# EXERCISE PROMPT
Write out exactly, with no other output, the lines below from the one that contains "Each instance of the rocky" through the end.

# GIVEN INFORMATION

>> START

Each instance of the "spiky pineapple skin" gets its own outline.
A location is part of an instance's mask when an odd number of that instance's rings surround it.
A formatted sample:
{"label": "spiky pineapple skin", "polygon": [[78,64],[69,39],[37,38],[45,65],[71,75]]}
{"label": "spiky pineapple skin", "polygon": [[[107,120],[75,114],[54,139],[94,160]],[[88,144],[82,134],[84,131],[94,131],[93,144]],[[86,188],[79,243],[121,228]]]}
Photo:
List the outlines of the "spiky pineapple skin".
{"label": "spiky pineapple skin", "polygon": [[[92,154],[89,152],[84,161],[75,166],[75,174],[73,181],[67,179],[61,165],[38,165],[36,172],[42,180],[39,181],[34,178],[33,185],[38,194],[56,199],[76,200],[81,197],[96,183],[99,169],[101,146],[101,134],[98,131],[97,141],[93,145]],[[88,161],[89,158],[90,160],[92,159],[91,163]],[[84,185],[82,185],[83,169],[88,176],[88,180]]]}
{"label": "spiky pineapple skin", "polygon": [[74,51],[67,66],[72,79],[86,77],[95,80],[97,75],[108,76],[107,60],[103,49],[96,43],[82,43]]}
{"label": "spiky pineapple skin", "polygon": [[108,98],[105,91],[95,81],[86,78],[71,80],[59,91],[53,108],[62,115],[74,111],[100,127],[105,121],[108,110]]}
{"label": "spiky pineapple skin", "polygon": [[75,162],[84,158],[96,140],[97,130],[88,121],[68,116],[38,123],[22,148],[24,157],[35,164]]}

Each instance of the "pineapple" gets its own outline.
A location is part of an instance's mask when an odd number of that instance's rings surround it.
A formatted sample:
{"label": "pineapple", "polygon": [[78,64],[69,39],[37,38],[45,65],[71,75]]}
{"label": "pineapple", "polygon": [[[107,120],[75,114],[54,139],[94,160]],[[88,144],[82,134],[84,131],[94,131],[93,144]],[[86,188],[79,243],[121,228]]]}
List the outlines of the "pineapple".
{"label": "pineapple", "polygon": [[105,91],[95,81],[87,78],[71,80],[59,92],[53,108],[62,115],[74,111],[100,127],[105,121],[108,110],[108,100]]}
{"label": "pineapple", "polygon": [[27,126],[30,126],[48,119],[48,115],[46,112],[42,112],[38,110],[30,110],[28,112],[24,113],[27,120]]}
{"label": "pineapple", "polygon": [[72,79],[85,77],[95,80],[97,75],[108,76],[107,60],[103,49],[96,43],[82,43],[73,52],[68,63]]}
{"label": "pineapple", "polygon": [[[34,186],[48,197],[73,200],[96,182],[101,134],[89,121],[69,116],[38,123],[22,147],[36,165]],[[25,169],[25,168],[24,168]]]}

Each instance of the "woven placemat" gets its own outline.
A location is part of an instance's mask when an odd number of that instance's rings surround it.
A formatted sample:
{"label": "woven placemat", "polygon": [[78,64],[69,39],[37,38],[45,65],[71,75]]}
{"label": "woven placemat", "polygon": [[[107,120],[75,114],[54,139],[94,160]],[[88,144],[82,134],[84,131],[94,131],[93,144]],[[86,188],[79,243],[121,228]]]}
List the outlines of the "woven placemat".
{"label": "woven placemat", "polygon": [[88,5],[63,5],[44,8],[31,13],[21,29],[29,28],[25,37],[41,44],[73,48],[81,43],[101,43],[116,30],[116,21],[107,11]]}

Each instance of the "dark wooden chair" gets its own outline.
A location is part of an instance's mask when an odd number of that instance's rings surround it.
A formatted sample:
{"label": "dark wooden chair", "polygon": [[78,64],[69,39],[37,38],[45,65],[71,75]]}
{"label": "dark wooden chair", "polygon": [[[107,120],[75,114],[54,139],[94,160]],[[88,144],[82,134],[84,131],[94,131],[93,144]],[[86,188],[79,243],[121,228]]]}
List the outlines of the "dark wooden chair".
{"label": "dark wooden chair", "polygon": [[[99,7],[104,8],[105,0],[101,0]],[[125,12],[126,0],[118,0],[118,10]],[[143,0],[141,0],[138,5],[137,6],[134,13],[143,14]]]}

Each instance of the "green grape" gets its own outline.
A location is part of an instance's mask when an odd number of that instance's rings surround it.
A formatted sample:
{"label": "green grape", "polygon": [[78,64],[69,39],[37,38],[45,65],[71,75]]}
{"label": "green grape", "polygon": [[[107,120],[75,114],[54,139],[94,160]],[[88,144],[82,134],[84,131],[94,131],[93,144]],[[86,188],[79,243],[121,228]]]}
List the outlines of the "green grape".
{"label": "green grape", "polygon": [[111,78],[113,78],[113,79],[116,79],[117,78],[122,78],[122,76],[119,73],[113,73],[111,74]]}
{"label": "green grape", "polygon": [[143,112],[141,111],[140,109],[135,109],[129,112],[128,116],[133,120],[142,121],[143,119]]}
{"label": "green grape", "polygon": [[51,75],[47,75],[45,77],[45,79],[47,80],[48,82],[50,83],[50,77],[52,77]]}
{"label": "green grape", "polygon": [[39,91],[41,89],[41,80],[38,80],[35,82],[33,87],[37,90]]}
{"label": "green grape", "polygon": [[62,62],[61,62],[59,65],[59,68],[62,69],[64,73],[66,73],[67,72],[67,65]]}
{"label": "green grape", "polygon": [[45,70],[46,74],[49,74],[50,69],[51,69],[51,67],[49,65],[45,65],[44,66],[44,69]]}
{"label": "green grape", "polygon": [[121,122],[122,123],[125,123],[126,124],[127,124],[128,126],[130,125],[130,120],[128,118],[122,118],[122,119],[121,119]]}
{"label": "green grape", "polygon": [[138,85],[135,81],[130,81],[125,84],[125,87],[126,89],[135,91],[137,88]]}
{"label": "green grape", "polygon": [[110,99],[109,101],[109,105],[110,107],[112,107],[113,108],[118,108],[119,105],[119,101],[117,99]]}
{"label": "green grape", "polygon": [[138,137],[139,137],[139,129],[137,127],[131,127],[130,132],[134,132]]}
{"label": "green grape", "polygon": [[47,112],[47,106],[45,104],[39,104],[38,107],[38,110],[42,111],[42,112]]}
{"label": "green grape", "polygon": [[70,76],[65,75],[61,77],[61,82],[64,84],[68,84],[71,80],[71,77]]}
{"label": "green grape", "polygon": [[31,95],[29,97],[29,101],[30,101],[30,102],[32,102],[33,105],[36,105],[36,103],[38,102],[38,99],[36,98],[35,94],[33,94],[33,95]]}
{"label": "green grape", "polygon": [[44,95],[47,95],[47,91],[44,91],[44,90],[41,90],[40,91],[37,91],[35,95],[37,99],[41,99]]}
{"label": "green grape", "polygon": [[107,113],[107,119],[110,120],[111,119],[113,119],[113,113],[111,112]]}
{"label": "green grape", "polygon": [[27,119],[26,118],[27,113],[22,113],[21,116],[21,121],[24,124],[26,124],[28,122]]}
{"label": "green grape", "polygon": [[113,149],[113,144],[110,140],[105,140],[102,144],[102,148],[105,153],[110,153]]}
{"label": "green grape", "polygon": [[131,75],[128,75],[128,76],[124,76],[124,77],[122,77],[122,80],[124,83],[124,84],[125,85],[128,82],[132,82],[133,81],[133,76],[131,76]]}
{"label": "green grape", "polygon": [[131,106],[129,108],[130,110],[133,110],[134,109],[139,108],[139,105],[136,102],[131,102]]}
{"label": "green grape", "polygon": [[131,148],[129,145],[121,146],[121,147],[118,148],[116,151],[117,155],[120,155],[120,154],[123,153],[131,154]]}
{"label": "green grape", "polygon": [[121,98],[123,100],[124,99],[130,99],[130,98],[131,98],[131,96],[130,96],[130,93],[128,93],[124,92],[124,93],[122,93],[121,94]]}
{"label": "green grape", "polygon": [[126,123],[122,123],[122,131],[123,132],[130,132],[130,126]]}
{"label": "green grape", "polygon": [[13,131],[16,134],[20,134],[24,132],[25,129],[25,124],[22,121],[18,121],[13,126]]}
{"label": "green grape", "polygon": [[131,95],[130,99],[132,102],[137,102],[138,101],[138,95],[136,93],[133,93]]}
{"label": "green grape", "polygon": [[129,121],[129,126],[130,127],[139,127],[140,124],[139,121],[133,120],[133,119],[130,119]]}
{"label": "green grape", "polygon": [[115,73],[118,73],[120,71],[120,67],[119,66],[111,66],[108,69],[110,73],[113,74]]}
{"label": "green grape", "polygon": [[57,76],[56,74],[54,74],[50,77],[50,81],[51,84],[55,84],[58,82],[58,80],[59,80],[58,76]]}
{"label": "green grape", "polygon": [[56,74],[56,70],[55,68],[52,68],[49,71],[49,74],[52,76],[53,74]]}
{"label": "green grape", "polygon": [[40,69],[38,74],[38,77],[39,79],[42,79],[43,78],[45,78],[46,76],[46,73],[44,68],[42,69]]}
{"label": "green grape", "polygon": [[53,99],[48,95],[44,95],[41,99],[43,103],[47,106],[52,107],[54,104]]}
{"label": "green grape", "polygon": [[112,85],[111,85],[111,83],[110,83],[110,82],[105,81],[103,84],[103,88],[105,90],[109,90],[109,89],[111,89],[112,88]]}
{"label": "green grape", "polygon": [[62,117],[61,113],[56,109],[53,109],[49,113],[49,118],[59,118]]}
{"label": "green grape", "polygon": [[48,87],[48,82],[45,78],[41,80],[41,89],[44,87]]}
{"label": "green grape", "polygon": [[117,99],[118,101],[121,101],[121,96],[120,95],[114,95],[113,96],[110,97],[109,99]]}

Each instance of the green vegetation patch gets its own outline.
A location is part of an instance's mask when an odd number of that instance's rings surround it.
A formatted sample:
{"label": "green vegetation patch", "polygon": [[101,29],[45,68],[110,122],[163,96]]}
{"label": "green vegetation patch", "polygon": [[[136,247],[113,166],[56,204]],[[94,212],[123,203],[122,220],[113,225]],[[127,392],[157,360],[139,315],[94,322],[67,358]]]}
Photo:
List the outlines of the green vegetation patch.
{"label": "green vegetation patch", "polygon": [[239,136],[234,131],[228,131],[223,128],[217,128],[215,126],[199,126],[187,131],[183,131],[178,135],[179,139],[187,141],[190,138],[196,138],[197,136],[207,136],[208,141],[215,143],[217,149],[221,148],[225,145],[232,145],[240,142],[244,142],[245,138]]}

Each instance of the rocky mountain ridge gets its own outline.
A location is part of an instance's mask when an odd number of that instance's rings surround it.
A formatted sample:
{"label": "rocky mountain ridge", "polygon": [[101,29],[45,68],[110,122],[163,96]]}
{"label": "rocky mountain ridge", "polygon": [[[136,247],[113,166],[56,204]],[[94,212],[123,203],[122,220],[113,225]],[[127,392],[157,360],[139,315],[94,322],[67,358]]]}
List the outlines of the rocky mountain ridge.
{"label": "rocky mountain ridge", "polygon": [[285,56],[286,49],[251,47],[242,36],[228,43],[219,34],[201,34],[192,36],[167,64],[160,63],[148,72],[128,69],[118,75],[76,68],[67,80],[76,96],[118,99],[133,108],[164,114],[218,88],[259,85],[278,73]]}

>> END

# IN RESPONSE
Each instance of the rocky mountain ridge gets its own outline.
A location is part of an instance's mask when an odd number of that instance's rings surround it.
A formatted sample:
{"label": "rocky mountain ridge", "polygon": [[101,29],[45,68],[110,122],[163,96]]}
{"label": "rocky mountain ridge", "polygon": [[[136,247],[113,166],[56,204]],[[94,212],[123,203],[122,220],[113,225]],[[127,392],[157,360],[139,315],[94,322],[67,358]]]}
List the outlines of the rocky mountain ridge.
{"label": "rocky mountain ridge", "polygon": [[285,56],[286,49],[251,47],[242,36],[228,43],[219,34],[201,34],[192,36],[167,64],[160,63],[148,72],[128,69],[118,75],[76,68],[67,80],[76,96],[118,99],[133,108],[164,114],[218,88],[259,85],[278,73]]}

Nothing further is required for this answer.